Each entry that appears below should be restated exactly as it is.

Data for the task
---
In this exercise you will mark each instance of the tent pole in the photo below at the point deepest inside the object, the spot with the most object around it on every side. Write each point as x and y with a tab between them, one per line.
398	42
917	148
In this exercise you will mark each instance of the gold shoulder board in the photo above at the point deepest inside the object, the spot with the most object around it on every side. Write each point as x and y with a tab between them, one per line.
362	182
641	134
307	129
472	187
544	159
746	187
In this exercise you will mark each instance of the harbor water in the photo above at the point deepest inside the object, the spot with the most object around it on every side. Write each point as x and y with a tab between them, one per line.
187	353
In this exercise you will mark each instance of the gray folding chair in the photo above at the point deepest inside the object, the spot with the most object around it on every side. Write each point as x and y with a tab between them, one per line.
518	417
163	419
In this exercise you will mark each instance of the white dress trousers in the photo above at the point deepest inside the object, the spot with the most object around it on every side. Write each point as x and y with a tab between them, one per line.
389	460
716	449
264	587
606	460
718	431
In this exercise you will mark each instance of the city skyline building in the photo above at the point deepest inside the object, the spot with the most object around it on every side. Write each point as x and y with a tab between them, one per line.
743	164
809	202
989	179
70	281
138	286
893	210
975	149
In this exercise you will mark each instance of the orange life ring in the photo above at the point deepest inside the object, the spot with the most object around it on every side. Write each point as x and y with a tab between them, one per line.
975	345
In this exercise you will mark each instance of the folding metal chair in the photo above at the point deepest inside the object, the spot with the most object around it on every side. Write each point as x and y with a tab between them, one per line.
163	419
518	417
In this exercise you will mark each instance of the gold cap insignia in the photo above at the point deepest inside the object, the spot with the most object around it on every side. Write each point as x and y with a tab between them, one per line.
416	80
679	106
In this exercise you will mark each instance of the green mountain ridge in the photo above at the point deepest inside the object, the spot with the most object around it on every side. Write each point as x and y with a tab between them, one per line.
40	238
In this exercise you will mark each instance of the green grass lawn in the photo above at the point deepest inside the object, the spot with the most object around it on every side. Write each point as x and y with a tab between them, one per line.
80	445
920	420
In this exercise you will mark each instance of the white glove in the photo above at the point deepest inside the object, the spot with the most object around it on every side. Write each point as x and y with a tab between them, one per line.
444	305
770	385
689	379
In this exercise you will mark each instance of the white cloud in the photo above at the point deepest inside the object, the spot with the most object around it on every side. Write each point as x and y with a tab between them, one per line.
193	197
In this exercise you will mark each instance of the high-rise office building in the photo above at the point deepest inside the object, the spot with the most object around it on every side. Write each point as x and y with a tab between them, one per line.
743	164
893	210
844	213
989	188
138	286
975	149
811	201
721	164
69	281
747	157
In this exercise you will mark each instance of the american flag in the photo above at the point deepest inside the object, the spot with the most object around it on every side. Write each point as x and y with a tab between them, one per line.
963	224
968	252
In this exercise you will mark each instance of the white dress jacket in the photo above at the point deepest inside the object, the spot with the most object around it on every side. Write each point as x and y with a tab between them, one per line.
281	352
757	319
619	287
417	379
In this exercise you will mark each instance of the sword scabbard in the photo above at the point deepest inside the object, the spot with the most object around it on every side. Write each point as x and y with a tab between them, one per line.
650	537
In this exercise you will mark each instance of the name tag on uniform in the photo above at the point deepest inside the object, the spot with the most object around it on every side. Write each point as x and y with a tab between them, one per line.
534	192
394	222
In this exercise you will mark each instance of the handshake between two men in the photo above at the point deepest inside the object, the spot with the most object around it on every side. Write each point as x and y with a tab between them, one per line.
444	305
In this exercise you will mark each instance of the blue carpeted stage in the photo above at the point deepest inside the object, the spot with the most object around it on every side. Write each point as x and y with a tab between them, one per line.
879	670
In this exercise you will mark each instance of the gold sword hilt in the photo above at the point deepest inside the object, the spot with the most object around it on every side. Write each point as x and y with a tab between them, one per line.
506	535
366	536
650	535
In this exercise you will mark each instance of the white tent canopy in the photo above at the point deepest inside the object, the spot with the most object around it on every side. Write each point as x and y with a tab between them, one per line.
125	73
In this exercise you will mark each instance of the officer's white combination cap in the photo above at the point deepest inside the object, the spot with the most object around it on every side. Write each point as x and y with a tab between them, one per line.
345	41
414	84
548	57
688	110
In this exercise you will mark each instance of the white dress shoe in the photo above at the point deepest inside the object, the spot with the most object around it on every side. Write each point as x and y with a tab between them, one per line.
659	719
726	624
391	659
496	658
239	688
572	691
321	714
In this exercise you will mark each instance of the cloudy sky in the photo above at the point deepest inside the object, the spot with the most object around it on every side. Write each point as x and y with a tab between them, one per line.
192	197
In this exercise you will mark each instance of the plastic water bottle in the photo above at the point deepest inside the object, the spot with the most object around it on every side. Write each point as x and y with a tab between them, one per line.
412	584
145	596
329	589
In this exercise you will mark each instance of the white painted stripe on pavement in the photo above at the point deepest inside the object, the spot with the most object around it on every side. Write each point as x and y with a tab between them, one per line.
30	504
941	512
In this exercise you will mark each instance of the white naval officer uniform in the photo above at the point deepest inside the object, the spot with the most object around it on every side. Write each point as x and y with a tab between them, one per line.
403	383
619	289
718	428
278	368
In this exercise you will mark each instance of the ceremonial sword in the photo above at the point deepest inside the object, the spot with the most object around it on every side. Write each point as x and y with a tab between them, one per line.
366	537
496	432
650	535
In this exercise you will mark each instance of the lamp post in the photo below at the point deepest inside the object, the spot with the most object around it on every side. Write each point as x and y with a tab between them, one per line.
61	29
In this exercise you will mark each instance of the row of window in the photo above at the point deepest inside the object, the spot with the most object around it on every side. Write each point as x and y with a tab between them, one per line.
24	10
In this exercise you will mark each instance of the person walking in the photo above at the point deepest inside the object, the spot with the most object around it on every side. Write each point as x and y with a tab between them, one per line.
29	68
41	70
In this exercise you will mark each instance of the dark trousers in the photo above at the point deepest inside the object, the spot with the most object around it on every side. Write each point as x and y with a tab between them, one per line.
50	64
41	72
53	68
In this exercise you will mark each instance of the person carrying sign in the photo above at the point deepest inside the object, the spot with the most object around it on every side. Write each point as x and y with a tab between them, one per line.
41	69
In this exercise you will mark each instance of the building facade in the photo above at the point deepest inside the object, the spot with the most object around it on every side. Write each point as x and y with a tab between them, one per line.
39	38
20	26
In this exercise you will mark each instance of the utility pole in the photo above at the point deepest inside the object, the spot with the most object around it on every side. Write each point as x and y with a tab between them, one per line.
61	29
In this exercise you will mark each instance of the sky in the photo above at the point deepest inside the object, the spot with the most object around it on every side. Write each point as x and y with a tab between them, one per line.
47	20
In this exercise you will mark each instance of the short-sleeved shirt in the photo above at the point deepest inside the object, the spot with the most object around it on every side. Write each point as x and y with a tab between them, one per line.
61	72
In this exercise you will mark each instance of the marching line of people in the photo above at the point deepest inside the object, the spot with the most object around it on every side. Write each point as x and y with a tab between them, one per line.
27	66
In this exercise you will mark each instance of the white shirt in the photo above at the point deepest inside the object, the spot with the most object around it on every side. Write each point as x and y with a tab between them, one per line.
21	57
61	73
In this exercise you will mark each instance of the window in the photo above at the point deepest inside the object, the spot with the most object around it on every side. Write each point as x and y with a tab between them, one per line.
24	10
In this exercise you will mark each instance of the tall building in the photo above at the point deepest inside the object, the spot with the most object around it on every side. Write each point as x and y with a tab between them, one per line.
---
Answer space
In this exercise you will mark each instance of the tent pole in the photo below at the point deepest inside the object, the spot with the most object around it on every side. Write each point as x and y with a tab between them, one per line.
398	42
917	148
In this exercise you will mark each instance of the gold shoulder board in the photo above at the point deepest inside the object, the spot with the most object around it on every side. Write each point as x and y with a tab between them, one per line.
362	182
641	134
307	129
472	187
544	159
746	187
In this exercise you will mark each instance of the harbor water in the photo above at the point deepest inside the object, the spot with the most object around it on every side. Write each point as x and y with a tab between them, one per line.
187	353
In this exercise you will mark each instance of the gray folding chair in the photo above at the point deepest inside the object, the spot with the most object around it on every side. Write each point as x and y with a tab between them, one per line.
518	417
163	419
In this exercise you will mark each instance of the white dress trousers in the photo above at the point deepest inside the object, the spot with the most object around it on every side. Write each point as x and y with a tab between them, one per line.
389	460
716	449
264	587
606	460
718	431
In this exercise you will mark each instance of the city skyline building in the photo above at the point deepest inside the object, the spot with the most object around it on every side. Write each point as x and y with a tab between them, one per line.
743	164
809	202
989	179
70	281
138	286
893	210
975	149
In this exercise you will mark each instance of the orange life ring in the photo above at the point deepest inside the object, the spot with the most object around it on every side. Write each point as x and y with a tab between them, one per line.
975	345
In this exercise you will mark each instance of the folding metal chair in the photo above at the point deepest inside the object, the spot with the most object around it on every side. Write each point as x and y with a tab between them, one per line.
163	419
518	417
In this exercise you will mark each instance of the gold cap insignia in the photo above at the point deepest inside the object, the spot with the most object around it on every side. Write each point as x and y with a tab between them, one per line.
416	80
679	106
In this exercise you will mark each instance of the green mountain ridge in the photo above at the point deepest inside the object, the spot with the most object around it on every side. Write each point as x and y with a tab between them, one per line.
40	238
In this exercise you will mark each instance of the green grass lawn in the photo above at the point deepest inside the object, the spot with the most object around it on every side. Write each point as x and y with a tab between them, one per line.
80	445
920	420
In this exercise you will mark each instance of the white glove in the photo above at the point deepest inside the object, the spot with the most object around it on every side. Write each point as x and y with a tab between them, one per line.
444	305
770	385
689	379
In this exercise you will mark each instance of the white cloud in the photo above at the point deepest inside the object, the spot with the most object around it on every side. Write each point as x and y with a tab between them, one per line.
193	197
In this exercise you will mark each instance of the high-rise office building in the photo above at the point deepest inside the object, the spot with the most object around it on every side. Write each point as x and y with a tab between them, one per line.
743	164
893	210
844	213
989	188
138	286
975	149
811	201
721	164
69	281
747	157
In this exercise you will mark each instance of the american flag in the photo above at the point deepest inside the object, the spot with the most object around it on every side. Write each point as x and y with a tab between them, one per line.
963	224
968	252
In this exercise you will mark each instance of the white dress jacket in the photo above at the point deepest inside the object, the spot with the most object around it on every side. Write each point as x and y with a tab between them, one per line.
281	352
757	319
619	287
417	379
In this exercise you will mark each instance of the sword scabbard in the photo above at the point deepest inside the object, the spot with the most object around it on every side. Write each point as x and y with a tab between them, one per line.
650	537
In this exercise you will mark each instance of the name tag on uniform in the photo above at the point deepest inside the object, the spot with the most object around it on every side. Write each point as x and y with a tab between them, one per line.
534	192
394	222
In this exercise you will mark each instance of the handshake between two men in the photo above at the point deepest inside the object, the spot with the most object around it on every side. Write each point as x and y with a tab between them, one per line.
444	305
In this exercise you will mark each instance of the blue carpeted stage in the photo above at the point deepest inside the object, the spot with the most object around it on every side. Write each point as x and y with a tab between them, one per line.
879	670
In this exercise you will mark each instance of the gold sword hilt in the photo above at the point deepest inside the object, the spot with the most object around it on every side. Write each point as x and y with a tab between them, one per line.
506	535
366	536
650	535
In this exercise you will mark each instance of the white tent canopy in the photo above at the point deepest inside the object, the spot with the most object around it on every side. Write each point as x and y with a tab between them, one per line.
125	73
In this exercise you will mark each instance of the officer's white combination cap in the photo above at the point deepest inside the object, the spot with the most object around it on every side. Write each point as x and y with a tab between them, one per line.
345	41
414	84
548	57
688	110
In this exercise you will mark each instance of the white dress shoe in the photo above at the point deepest inside the object, the spot with the most object around it on every side. Write each point as x and y with a tab between them, one per line.
659	719
726	624
391	659
496	658
239	688
572	691
321	714
In this exercise you will mark each instance of the cloudy sky in the photo above at the point deepest inside the object, the spot with the most object around it on every side. Write each point as x and y with a tab between them, one per line.
192	197
In this exercise you will mark each instance of the plastic water bottle in the photo above at the point deepest inside the object, the spot with the most object around it on every side. Write each point as x and y with a tab between them, one per line.
412	584
145	596
329	589
In this exercise you will mark each instance of the white painted stripe on pavement in the photo above at the point deepest inside the object, the spot with the most object around it on every side. Write each point as x and y with a tab between them, one per line.
30	504
941	512
In this exercise you will mark each instance of the white naval officer uniform in the photo above at the point deepest inside the object, the spot with the most object around it on every side. Write each point as x and y with a tab between them, one per line.
403	383
619	289
718	428
278	368
In this exercise you will mark each instance of the ceremonial sword in the photo above at the point deepest inside the object, the spot with the most object around it on every side. Write each point as x and y with a tab between them, one per line.
366	537
496	432
650	535
In this exercise you will mark each instance of the lamp post in the photo below at the point deepest inside the object, the spot with the most object around it on every side. Write each point as x and y with a tab between them, one per line.
61	29
In this exercise you will mark each instance of the row of window in the photo above at the point deepest inside the object, the spot with the most object around it on every side. Write each point as x and y with a tab between them, one per line.
24	10
In this exercise you will mark each instance of the person walking in the photo above at the point deepest inside the object, the spot with the most object around it on every side. Write each point as x and y with a tab between them, one per line.
29	68
41	70
In this exercise you will mark each instance of the dark trousers in the photo above at the point deepest inside the object, the spot with the most object around it on every side. Write each point as x and y with a tab between them, one per line.
50	64
41	72
53	68
In this exercise you will mark each instance of the person carrying sign in the photo above at the point deepest inside the object, the spot with the most object around it on every side. Write each point as x and y with a tab between them, one per line.
41	69
In this exercise you will mark each instance of the building facade in the photo above at the point deepest inside the object, the spot with the most object around it on every side. Write each point as x and y with a tab between them, one per line.
39	38
20	26
In this exercise you will mark each instance of the utility pole in the photo above at the point deepest inside the object, the spot with the most object around it on every side. Write each point as x and y with a tab between them, one per line.
61	29
In this exercise you will mark each instance of the sky in the photo above at the point deepest inside the object, the spot with the most object around it on every side. Write each point as x and y with a tab between them, one per line.
47	20
In this exercise you will mark each instance of the short-sleeved shirt in the photo above at the point deepest inside the object, the spot with the most object around it on every side. Write each point as x and y with a tab between them, one per line.
61	72
In this exercise you will mark each instance of the marching line of people in the photo above at the point deepest inside the object, the spot with the most object around it on every side. Write each point as x and y with a tab between them, one per line.
27	66
In this exercise you will mark each instance of the white shirt in the photo above at the point deepest inside the object, the spot with the most object around it on every side. Write each point as x and y with a tab between them, one per line.
21	57
61	73
In this exercise you will mark each instance of the window in the photo above at the point deepest inside the object, the spot with the most object around it on every side. Write each point as x and y with a tab between them, one per line.
24	10
In this exercise you will mark each instance of the tall building in the photo above at the point deepest inside the object, the spot with the most object around it on every side. Write each point as x and y with a tab between them, one per line.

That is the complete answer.